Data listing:
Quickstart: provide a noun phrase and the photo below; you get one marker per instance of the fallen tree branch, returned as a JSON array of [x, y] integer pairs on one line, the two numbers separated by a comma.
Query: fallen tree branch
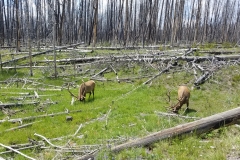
[[174, 115], [198, 127], [24, 155], [40, 116], [54, 146], [22, 126]]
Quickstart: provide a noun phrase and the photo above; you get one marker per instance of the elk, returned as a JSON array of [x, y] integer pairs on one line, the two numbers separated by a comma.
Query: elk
[[183, 98], [85, 87]]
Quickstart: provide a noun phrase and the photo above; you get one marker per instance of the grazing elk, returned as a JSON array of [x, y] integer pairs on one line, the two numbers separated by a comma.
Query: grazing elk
[[183, 98], [85, 87]]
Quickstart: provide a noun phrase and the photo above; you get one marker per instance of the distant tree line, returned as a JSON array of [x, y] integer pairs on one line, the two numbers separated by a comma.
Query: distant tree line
[[118, 22]]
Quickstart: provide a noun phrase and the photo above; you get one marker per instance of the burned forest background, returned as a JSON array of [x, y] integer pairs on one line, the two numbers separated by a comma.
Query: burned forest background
[[118, 22]]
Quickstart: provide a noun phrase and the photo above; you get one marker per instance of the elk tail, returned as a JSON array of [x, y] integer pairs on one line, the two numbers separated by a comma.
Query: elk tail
[[71, 93]]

| Problem to solve |
Convert the stretch from the start of the rows through the line that contains "146], [22, 126]]" into a two-column CSV headed text and answer, putting each text and its answer on one line, with every field quoted and line breaks replaced by spaces. Leave the pictures out.

| Answer to the task |
text,answer
"Quickstart: provide a noun phrase and the photo below; you get one marker per instance of the fallen tree branch, returned as a JSON array of [x, y] integer pairs on one line, the two numbers separated by a comma. Query: fallen tree branch","[[174, 115], [198, 127], [24, 155], [40, 116], [54, 146], [22, 126]]"